───── Supplied data

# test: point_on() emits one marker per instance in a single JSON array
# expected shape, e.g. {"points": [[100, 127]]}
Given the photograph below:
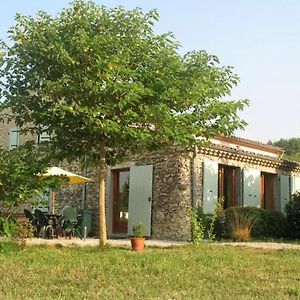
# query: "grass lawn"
{"points": [[207, 272]]}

──────────

■ **Task objective**: Can you update all of the lines above so that "photograph" becomes "image", with everything else unchanged and the pictures left out?

■ **Written answer**:
# test: point_on() emits one marker per instance in a single JSON array
# expected shape, e.g. {"points": [[100, 127]]}
Given the image below:
# query: "grass lawn"
{"points": [[207, 272]]}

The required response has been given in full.